[Extracted data entries]
-.-.-

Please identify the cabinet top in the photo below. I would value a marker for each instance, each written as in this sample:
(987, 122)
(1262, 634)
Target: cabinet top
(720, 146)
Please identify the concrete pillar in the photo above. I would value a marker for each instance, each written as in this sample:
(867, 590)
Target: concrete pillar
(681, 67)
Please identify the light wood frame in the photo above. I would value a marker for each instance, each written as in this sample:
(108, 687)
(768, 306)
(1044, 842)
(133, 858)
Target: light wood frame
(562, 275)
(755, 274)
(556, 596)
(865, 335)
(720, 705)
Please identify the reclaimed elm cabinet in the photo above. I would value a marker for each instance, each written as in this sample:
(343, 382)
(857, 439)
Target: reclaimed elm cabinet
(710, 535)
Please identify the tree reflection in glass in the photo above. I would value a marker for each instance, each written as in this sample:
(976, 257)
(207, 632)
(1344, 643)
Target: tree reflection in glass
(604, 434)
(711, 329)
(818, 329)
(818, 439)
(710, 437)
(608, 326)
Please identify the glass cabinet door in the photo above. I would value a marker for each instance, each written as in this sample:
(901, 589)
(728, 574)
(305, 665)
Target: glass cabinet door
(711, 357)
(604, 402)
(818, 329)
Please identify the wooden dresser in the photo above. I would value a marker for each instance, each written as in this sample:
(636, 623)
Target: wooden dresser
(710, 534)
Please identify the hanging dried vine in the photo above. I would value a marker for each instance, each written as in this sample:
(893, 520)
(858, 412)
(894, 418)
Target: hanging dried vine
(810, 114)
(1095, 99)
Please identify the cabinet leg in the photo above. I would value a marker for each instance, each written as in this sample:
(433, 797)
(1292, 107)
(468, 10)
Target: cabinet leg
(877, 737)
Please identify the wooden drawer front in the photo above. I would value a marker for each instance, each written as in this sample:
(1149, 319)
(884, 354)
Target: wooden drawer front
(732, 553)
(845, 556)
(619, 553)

-.-.-

- INSTRUCTIONS TO FOLLOW -
Filter the lines above, keeping and copying those that contain "marker".

- SOLVED EXERCISE -
Please identify the cabinet top in the photo below. I would value a marker for each instance, each written as in this sample:
Please identify the concrete pillar in the photo above. I would value a marker for each instance, each written as in this sample:
Please identify the light wood frame in the photo above. I would value a marker for each instance, each written as in this sample:
Please identify the reclaimed elm cabinet in the photo above. I would value a marker for each instance, each written as in this sample:
Please identify the tree reflection in glass in the photo above. I would value a marker for each instance, each written as in this sample:
Please identify the glass cabinet door in the photo above. I would value a marker for each instance, each written as in this sample:
Please identify the wooden dresser in the photo above. I would value a marker for each instance, each written as in this sample:
Please identify the hanging dried vine in the photo above. I would value a marker for each instance, each written as in this sample:
Please identify the cabinet leg in the photo above. I would value a marker for each instance, each written as in this sample:
Please identify the wooden drawer front in the photo above. I would value a marker for each instance, each written as in this sample:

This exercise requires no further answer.